Extract every line of the data below and reproduce each one word for word, in its original order.
+++ Task material
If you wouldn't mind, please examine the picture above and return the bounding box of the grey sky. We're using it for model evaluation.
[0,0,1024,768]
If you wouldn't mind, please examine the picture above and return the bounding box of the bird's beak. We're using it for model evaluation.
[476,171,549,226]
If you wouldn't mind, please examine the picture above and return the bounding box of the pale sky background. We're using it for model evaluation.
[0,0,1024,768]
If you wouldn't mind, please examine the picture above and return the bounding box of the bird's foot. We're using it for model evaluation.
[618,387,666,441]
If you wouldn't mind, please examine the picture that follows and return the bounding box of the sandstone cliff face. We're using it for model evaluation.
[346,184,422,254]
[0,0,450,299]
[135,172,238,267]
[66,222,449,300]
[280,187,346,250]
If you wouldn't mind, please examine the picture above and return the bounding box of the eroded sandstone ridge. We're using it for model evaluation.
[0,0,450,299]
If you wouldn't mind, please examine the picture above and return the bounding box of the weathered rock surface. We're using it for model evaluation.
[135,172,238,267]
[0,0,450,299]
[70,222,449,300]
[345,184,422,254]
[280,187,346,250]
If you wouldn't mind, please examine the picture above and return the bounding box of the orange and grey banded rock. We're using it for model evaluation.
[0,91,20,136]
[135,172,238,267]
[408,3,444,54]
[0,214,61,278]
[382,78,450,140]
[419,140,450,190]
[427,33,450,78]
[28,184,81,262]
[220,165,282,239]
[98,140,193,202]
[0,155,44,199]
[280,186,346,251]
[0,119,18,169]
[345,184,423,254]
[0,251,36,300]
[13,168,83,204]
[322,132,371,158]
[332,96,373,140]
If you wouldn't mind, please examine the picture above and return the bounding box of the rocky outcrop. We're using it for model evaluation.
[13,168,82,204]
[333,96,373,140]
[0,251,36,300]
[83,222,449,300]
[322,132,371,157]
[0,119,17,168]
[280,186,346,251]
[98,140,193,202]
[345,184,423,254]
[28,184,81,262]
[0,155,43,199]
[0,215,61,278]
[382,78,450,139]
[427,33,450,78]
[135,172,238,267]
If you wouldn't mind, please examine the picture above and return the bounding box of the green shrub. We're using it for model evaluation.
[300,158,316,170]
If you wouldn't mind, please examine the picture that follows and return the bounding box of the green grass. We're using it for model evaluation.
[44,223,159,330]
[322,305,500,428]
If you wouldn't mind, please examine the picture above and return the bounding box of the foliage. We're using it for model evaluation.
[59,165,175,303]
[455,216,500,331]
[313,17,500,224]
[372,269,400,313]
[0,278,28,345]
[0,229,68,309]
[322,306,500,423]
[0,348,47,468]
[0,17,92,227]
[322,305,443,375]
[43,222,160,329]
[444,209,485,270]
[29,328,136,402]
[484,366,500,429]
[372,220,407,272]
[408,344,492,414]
++++++
Solution to this exercise:
If you wouldn't mind, please examine the picture above and return the bounding box of the grey sky. We're using it for model evaluation.
[0,0,1024,768]
If you wouldn't mind, please examine the picture above and return the bounding box of the bird's beak. We're using it for model evaluation.
[476,171,549,226]
If you wouldn't mind, please examine the picture above and return the bounding box of the pale sky background. We're using it for model evaluation.
[0,0,1024,768]
If you wouldn't mind, please examine the picture above and return the bounding box of the bird's foot. We're using it for model evaluation.
[618,387,666,441]
If you wouldn't mind, please examine the picture that follows and return the bounding box of the sandstone cliff face. We're using it for model evaluation.
[346,184,422,254]
[0,0,450,299]
[135,172,238,267]
[66,222,449,300]
[280,187,346,250]
If you wouldn't mind, please examine the picture above and return the bounding box of the eroded sandstone ridge. We're using it for model evaluation.
[0,0,450,299]
If you wouldn't mind, please examine the picture above and return the bounding box of the weathered rock surface. We're using it for model evaluation.
[135,172,238,267]
[0,0,450,299]
[70,222,449,300]
[345,184,422,254]
[280,187,346,250]
If you wouldn't mind, please examine the picture above and return the bounding box of the orange and grey banded rock. We're using it for model evaluation.
[0,91,20,136]
[135,172,238,267]
[408,3,444,54]
[0,214,61,278]
[382,78,450,140]
[419,140,450,190]
[427,33,450,78]
[28,184,81,262]
[220,165,282,239]
[98,140,193,202]
[0,155,44,199]
[280,186,346,251]
[0,119,18,169]
[345,184,423,254]
[0,251,36,300]
[13,168,83,204]
[322,132,371,158]
[332,96,373,140]
If you wouldn't mind, please examine the picture above and return the bounding box of the rocky outcrop. We're using it for model evaluation.
[13,168,82,204]
[333,96,373,140]
[0,251,36,300]
[83,222,449,300]
[322,132,371,157]
[0,119,17,168]
[280,186,346,251]
[98,140,193,202]
[345,184,423,254]
[28,184,81,262]
[0,155,43,199]
[0,215,61,278]
[382,78,450,139]
[427,33,450,78]
[135,172,238,267]
If you wouldn't mind, please examine the picture above and return the bounding box of the green shrub. We're using it for model evaluation.
[300,158,316,170]
If you wouldn't mind, please examine the picture that follows and return the bounding box of the green grass. We're using it for model evaluation.
[44,223,159,330]
[322,305,500,428]
If you wouldn't mind, please examine the picture above and return the bounding box of the foliage. We're using it for model evaluation.
[59,165,175,303]
[455,216,500,331]
[313,17,500,224]
[372,269,400,313]
[0,278,28,345]
[0,229,68,309]
[322,306,500,423]
[0,348,47,468]
[0,17,92,227]
[322,305,443,375]
[43,222,160,329]
[444,209,485,270]
[29,328,136,402]
[484,366,500,429]
[372,220,407,272]
[408,344,492,414]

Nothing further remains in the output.